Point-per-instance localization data

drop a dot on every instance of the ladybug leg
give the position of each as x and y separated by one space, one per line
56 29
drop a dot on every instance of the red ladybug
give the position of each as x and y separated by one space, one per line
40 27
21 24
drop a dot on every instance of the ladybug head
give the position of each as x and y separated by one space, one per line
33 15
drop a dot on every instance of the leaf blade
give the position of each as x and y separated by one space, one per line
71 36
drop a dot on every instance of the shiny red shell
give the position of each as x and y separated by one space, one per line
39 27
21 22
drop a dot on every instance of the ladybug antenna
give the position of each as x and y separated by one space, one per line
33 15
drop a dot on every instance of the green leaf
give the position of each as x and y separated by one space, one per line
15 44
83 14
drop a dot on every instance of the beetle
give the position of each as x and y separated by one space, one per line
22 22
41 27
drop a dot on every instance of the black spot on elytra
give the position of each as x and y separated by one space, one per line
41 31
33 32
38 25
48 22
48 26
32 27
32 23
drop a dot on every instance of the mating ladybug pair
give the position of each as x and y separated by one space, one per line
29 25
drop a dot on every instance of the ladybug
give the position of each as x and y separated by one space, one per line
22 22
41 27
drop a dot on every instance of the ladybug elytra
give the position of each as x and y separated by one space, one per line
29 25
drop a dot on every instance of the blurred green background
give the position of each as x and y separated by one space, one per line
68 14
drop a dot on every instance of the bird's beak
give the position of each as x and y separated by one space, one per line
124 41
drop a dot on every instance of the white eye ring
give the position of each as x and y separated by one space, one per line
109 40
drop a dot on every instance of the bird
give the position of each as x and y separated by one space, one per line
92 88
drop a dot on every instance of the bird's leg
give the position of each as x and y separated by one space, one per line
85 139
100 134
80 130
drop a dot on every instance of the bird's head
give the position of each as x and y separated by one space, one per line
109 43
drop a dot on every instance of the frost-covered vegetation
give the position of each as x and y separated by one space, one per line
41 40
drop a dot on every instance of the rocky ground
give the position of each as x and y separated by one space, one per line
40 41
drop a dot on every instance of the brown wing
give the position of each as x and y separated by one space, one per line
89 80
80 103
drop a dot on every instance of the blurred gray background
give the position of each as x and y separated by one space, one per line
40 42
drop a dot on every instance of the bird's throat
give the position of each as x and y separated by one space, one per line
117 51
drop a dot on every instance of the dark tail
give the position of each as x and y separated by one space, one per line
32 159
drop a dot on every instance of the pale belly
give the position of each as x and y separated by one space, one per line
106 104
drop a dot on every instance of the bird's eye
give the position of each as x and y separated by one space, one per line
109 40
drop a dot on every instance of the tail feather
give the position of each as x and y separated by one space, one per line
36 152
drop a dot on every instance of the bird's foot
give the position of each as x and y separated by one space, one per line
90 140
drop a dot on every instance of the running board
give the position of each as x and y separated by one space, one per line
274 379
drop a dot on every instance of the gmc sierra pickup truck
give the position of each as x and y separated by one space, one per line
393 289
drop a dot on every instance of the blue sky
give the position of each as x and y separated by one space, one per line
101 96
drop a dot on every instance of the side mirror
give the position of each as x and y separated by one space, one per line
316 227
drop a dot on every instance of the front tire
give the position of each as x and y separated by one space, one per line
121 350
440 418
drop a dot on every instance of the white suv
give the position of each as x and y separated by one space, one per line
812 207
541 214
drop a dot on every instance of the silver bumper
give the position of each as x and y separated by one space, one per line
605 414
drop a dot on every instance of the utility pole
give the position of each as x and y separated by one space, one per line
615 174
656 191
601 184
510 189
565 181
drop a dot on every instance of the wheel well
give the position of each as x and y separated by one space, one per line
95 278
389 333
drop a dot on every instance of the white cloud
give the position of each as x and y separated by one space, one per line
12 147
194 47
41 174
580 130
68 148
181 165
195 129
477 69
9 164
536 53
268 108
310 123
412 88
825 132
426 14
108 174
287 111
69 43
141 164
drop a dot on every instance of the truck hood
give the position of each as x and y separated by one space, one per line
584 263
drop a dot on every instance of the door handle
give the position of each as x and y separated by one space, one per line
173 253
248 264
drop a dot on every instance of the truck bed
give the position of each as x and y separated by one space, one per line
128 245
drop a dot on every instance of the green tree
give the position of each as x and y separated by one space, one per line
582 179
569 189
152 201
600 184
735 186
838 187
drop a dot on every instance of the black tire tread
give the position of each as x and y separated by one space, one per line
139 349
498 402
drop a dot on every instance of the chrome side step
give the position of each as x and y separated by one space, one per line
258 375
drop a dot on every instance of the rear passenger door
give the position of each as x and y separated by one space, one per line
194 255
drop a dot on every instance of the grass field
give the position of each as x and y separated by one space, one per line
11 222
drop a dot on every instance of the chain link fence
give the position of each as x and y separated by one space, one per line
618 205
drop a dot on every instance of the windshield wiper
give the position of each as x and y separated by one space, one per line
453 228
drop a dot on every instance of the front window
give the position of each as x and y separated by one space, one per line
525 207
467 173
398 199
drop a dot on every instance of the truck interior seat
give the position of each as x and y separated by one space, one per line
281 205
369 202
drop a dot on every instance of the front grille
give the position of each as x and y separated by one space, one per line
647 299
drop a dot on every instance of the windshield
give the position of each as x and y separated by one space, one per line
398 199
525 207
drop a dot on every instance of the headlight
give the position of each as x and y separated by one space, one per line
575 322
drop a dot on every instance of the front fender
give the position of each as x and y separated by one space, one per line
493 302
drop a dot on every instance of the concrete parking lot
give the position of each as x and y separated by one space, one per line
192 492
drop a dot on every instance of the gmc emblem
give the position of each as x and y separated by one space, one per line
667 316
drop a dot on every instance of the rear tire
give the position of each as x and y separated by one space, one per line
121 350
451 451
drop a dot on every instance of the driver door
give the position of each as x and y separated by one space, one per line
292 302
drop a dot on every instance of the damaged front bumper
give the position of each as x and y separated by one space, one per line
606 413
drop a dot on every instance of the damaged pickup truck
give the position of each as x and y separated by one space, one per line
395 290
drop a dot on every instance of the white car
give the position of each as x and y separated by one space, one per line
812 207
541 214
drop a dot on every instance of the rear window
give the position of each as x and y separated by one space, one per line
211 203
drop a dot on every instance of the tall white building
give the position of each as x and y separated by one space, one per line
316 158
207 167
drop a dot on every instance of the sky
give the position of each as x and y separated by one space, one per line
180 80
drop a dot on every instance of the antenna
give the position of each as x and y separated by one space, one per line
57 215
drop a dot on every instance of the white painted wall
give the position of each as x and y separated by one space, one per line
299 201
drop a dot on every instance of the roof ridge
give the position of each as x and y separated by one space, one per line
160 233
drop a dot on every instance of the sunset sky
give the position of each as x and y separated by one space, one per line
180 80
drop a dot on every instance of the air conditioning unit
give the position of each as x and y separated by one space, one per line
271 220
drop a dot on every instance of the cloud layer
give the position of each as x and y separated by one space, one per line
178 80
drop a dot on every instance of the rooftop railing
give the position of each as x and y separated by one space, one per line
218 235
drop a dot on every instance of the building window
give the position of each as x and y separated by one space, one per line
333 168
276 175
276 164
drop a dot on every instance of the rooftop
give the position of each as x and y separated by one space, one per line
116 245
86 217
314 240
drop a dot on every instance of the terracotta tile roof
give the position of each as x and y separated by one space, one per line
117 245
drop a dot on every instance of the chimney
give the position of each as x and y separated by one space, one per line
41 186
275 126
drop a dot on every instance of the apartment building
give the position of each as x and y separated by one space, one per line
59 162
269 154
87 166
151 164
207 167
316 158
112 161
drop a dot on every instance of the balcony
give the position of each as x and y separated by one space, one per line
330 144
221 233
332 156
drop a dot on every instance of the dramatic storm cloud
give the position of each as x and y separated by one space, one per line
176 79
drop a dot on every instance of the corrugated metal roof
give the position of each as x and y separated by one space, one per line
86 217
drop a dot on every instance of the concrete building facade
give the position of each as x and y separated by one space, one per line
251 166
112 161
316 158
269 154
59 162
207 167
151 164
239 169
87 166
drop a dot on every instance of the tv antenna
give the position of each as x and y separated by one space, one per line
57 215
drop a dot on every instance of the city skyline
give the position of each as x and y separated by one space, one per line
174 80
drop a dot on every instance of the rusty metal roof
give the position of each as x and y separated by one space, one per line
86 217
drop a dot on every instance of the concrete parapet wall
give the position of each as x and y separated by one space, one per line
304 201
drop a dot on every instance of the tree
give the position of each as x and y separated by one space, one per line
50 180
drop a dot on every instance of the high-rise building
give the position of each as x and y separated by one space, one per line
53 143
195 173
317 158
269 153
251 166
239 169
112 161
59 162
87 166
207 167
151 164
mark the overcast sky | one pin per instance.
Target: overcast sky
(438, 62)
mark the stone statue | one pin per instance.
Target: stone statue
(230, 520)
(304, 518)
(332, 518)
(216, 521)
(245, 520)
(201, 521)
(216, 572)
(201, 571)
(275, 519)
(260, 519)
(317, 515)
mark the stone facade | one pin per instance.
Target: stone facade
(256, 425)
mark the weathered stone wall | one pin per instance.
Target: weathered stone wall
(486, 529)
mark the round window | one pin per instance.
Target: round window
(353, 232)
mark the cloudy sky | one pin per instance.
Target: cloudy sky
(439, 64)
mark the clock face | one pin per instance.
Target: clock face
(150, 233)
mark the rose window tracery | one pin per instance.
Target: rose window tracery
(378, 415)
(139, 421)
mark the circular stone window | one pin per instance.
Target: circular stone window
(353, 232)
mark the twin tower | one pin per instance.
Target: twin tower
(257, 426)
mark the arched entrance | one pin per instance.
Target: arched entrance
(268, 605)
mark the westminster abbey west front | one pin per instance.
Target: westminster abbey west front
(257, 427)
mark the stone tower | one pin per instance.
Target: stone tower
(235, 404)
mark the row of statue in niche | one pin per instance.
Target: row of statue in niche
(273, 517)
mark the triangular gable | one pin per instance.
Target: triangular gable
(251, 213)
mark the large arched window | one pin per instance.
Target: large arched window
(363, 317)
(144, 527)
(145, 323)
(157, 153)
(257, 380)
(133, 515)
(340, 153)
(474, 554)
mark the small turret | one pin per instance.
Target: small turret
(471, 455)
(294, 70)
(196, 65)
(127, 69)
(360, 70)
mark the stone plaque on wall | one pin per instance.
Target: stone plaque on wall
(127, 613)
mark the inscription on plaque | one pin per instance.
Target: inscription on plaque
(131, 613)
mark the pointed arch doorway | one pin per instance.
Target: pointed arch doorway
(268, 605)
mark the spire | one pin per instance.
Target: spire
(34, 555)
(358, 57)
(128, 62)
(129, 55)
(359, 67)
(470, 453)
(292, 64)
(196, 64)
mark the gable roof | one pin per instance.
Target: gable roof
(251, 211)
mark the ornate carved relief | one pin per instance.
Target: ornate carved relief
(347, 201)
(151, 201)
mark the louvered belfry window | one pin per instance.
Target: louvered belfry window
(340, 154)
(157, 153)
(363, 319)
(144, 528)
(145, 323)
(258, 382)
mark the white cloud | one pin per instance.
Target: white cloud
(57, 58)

#### What the task requires:
Scan the data, and report each line that uses the word "tree".

#### Exercise answer:
drop a dot on every instance of the green tree
drop a dot on every instance of the tree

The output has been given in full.